» **Task description**:
What is wanted is every line below from the one with "Target: white closet organizer" up to and including the one with "Target: high-rise building", retyped exactly, pictures excluded, nothing else.
** Opening Supplied information block **
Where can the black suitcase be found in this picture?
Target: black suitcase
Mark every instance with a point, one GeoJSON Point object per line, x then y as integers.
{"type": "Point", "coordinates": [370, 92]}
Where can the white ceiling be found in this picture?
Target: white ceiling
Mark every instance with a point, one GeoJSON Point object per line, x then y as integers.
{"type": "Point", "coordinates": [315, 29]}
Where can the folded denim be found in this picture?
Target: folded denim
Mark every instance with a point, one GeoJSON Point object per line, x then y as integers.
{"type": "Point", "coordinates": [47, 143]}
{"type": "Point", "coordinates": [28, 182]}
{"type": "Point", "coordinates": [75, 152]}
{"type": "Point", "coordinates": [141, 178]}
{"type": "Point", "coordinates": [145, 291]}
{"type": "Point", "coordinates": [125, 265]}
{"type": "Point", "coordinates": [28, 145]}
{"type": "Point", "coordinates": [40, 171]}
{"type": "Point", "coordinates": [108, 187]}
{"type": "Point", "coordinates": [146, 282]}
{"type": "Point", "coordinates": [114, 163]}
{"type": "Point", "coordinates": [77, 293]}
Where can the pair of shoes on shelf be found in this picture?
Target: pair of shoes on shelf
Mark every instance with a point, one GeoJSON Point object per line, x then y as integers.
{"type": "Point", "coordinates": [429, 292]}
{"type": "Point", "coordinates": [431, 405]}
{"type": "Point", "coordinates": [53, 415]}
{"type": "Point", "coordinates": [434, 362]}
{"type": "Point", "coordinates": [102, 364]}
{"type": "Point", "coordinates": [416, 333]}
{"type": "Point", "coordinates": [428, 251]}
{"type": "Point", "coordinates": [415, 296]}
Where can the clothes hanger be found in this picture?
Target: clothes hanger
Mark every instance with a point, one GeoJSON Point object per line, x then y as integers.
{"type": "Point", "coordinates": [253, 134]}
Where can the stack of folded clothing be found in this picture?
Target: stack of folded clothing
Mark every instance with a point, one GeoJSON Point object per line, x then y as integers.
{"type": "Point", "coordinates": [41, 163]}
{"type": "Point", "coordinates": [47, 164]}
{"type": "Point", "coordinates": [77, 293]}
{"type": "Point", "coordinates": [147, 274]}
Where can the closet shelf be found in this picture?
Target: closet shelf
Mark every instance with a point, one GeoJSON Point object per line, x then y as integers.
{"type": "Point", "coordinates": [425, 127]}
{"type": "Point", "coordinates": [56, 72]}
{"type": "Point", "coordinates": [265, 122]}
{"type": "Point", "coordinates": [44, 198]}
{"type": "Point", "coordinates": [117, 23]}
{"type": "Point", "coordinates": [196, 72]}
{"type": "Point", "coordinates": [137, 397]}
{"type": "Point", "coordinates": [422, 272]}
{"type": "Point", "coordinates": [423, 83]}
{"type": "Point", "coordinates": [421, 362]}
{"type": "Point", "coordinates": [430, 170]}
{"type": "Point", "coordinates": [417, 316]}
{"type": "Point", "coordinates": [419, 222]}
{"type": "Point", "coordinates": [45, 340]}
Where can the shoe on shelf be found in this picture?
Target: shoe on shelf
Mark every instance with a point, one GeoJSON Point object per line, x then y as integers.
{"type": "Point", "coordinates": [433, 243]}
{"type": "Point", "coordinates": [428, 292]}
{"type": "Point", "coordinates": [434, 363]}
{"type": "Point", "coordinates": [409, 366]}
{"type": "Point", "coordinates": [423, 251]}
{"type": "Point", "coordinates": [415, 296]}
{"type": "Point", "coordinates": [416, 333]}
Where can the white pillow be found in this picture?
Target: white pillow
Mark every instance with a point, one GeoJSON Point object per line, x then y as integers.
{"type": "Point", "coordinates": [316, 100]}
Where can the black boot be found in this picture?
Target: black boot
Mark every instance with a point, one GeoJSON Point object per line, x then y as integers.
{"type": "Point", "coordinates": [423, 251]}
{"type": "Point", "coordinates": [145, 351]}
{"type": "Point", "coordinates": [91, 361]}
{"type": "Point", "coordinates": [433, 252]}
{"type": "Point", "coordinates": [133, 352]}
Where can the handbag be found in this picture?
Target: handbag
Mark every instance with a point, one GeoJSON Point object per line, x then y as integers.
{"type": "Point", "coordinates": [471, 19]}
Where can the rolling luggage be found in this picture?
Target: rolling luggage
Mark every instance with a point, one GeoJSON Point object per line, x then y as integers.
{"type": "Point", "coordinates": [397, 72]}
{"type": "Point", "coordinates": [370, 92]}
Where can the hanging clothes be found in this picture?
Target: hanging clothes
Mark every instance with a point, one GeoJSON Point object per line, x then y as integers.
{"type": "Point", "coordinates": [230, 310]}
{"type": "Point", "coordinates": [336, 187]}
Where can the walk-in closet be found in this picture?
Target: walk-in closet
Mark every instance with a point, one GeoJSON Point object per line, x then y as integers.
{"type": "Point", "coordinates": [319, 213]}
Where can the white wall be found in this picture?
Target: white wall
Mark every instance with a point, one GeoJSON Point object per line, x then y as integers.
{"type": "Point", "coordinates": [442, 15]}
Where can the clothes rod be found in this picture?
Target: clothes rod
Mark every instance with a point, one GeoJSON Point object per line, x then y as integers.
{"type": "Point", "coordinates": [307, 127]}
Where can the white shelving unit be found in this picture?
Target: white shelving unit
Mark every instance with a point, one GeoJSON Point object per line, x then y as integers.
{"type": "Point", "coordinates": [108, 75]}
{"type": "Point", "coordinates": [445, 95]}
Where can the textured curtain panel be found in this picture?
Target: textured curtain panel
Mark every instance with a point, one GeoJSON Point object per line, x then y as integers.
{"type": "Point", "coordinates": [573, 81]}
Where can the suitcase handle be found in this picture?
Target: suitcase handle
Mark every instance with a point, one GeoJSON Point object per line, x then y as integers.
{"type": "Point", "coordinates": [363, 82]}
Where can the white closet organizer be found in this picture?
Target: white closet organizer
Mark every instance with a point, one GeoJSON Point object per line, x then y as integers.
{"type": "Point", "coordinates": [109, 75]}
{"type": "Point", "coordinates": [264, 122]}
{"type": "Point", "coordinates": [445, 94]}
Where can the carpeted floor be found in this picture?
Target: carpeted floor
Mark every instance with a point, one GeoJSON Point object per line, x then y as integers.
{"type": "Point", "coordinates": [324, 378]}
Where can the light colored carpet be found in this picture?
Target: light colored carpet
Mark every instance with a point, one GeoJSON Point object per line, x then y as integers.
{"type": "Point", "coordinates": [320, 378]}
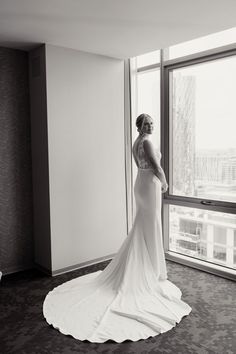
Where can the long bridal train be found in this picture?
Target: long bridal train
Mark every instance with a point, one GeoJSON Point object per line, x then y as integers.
{"type": "Point", "coordinates": [132, 297]}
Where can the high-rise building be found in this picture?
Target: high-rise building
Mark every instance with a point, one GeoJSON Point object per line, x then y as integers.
{"type": "Point", "coordinates": [183, 128]}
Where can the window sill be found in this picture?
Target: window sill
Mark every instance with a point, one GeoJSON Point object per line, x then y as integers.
{"type": "Point", "coordinates": [202, 265]}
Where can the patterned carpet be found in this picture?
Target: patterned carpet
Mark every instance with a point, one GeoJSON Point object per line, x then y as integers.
{"type": "Point", "coordinates": [210, 327]}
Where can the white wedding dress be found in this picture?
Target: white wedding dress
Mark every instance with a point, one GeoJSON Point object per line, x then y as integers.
{"type": "Point", "coordinates": [131, 298]}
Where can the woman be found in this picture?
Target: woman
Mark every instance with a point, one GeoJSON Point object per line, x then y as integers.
{"type": "Point", "coordinates": [131, 298]}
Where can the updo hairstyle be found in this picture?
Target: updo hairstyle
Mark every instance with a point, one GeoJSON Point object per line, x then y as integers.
{"type": "Point", "coordinates": [141, 120]}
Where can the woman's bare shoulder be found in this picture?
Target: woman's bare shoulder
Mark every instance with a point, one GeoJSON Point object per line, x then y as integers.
{"type": "Point", "coordinates": [147, 144]}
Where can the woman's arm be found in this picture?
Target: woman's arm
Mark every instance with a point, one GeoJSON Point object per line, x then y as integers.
{"type": "Point", "coordinates": [157, 169]}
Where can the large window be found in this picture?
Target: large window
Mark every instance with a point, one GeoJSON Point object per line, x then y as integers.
{"type": "Point", "coordinates": [197, 118]}
{"type": "Point", "coordinates": [202, 130]}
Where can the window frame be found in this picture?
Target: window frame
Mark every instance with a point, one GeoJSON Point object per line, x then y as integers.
{"type": "Point", "coordinates": [168, 199]}
{"type": "Point", "coordinates": [222, 206]}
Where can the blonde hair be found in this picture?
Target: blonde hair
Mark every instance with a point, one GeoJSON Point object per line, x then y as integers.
{"type": "Point", "coordinates": [141, 120]}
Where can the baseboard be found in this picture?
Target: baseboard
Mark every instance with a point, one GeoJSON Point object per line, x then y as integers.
{"type": "Point", "coordinates": [16, 269]}
{"type": "Point", "coordinates": [82, 265]}
{"type": "Point", "coordinates": [73, 267]}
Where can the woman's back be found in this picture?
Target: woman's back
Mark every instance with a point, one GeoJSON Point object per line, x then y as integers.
{"type": "Point", "coordinates": [140, 156]}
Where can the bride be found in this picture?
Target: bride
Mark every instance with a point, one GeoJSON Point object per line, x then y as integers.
{"type": "Point", "coordinates": [132, 297]}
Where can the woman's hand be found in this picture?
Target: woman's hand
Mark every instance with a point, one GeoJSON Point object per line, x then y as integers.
{"type": "Point", "coordinates": [164, 187]}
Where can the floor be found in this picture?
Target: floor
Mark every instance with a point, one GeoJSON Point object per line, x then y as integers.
{"type": "Point", "coordinates": [210, 327]}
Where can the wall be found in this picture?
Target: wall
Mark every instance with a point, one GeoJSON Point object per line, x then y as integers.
{"type": "Point", "coordinates": [40, 168]}
{"type": "Point", "coordinates": [85, 108]}
{"type": "Point", "coordinates": [16, 224]}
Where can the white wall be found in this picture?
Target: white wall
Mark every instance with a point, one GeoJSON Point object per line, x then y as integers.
{"type": "Point", "coordinates": [85, 98]}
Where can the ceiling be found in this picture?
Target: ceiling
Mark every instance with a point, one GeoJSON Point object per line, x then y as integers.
{"type": "Point", "coordinates": [116, 28]}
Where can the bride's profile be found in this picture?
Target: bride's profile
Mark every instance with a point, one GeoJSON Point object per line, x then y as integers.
{"type": "Point", "coordinates": [131, 298]}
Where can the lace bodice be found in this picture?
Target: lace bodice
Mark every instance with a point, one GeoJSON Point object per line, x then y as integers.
{"type": "Point", "coordinates": [143, 162]}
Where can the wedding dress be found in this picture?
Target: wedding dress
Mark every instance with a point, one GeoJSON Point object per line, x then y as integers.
{"type": "Point", "coordinates": [131, 298]}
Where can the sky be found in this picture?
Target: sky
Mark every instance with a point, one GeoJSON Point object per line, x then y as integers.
{"type": "Point", "coordinates": [215, 101]}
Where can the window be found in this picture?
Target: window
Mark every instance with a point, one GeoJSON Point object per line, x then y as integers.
{"type": "Point", "coordinates": [211, 41]}
{"type": "Point", "coordinates": [198, 145]}
{"type": "Point", "coordinates": [202, 130]}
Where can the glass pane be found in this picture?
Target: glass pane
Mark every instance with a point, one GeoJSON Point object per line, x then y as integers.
{"type": "Point", "coordinates": [195, 232]}
{"type": "Point", "coordinates": [202, 130]}
{"type": "Point", "coordinates": [211, 41]}
{"type": "Point", "coordinates": [148, 59]}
** Closing Supplied information block **
» **Answer area**:
Target: white closet organizer
Mark every instance with a point, one GeoJSON Point object per line, x then y as integers.
{"type": "Point", "coordinates": [109, 75]}
{"type": "Point", "coordinates": [264, 122]}
{"type": "Point", "coordinates": [445, 94]}
Where can the carpeted floor be found in this picture?
Target: carpeted floor
Mark every instance with a point, one GeoJSON Point object per line, x then y as integers.
{"type": "Point", "coordinates": [324, 378]}
Where can the light colored carpet be found in this picture?
Target: light colored carpet
Mark every instance with a point, one GeoJSON Point object per line, x then y as integers.
{"type": "Point", "coordinates": [320, 378]}
Where can the long bridal train be found in this picture?
Target: long bridal train
Mark every instance with a point, one GeoJSON Point object per line, x then y as integers.
{"type": "Point", "coordinates": [132, 297]}
Where can the high-rise building be found in this picture?
Target: high-rise building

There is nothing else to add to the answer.